(RECORDED DATA Opens)

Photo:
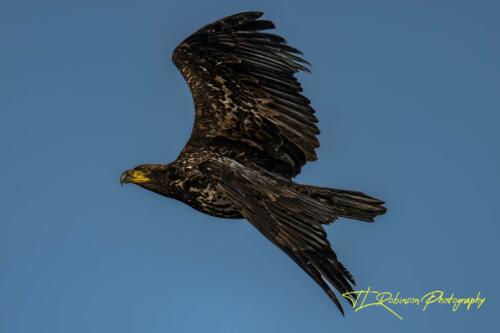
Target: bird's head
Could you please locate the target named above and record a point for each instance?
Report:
(149, 176)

(RECORDED DATA Closes)

Here the records must be restated exactly, minus any images.

Photo:
Target: bird's head
Could you please locate the target named above and record a point for each instance?
Report:
(149, 176)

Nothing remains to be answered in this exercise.